■ Using the information
- a) Could you copy the comment on Jewish music word for word, from "Quick story. I" to "love that definition!"?
- b) In the comment on Jewish music, what did the studio keyboardist say the writer had?

Jordan- first of all, I have tremendous admiration for anyone with the skill to be a professional musician. Second, I certainly was not using klezmer as a 'whipping boy.' I was not aware that klezmer was seen as having a special relationship with 'ancient Jewish music', other than being older than yiddish theatre music, or any other more chronologically newer music. I have not heard the claim that klezmer is closer than say mideastern music to the music of the second Temple.
As far as the Neshoma album, my point was that the definition of 'heimish' or traditional was an arbitrary one. The instruments and arrangements of a particular time were selected as traditional, when in reality, they could have gone further back in time and selected a different group of instruments and arrangments. There isn't anything specific about the pre- or early Yisroel Lamm arrangments that make them traditional, its just someone making that designation. I was only pointing that out and also the lack of consistancy with the definition that was being used. Neshoma usually has more interesting arrangments than Negina(more interesting as in more jazzy, less I,IV, V type stuff).
Quick story. I had a patient who is a studio keyboardist and arranger. I told him that he has my dream job. He told me that I had his dream salary.
"What is Jewish music you ask - it is ANY music with a Jewish theme that connects to your heart and soul - to God, that you can sing praise to God and dance to God and unify His people with love, dancing and singing - thats Jewish music . . ."
Etan G., I love that definition!

Segmentation mask data:
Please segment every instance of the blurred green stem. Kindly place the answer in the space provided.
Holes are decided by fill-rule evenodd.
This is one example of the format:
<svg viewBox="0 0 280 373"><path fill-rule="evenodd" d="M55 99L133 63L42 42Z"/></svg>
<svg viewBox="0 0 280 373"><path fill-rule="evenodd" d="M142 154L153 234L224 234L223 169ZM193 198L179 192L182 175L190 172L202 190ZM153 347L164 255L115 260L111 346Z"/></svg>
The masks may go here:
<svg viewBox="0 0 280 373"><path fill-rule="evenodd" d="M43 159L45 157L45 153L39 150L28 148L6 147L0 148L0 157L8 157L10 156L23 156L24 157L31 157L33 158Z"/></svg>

* * *

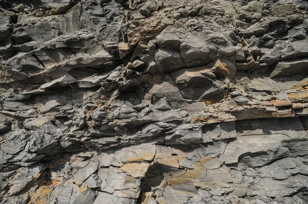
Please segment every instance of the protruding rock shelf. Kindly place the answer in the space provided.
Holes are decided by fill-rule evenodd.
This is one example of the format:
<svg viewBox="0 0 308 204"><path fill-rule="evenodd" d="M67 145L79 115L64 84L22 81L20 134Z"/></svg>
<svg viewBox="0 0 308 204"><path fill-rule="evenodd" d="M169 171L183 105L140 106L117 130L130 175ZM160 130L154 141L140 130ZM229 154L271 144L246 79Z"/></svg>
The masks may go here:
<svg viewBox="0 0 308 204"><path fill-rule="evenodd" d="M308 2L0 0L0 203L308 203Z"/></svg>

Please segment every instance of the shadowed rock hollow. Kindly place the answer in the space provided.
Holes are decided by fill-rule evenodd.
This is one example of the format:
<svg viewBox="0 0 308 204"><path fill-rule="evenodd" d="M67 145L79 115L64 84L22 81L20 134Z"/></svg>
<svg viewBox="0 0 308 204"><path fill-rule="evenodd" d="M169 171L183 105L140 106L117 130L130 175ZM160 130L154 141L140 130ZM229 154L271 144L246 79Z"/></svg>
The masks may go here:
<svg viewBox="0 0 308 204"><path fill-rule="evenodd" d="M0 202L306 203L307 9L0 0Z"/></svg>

■ Numbered answers
- a)
Quick story. I had a patient who is a studio keyboardist and arranger. I told him that he has my dream job. He told me that I had his dream salary.
"What is Jewish music you ask - it is ANY music with a Jewish theme that connects to your heart and soul - to God, that you can sing praise to God and dance to God and unify His people with love, dancing and singing - thats Jewish music . . ."
Etan G., I love that definition!

- b) The keyboardist said the writer had his dream salary.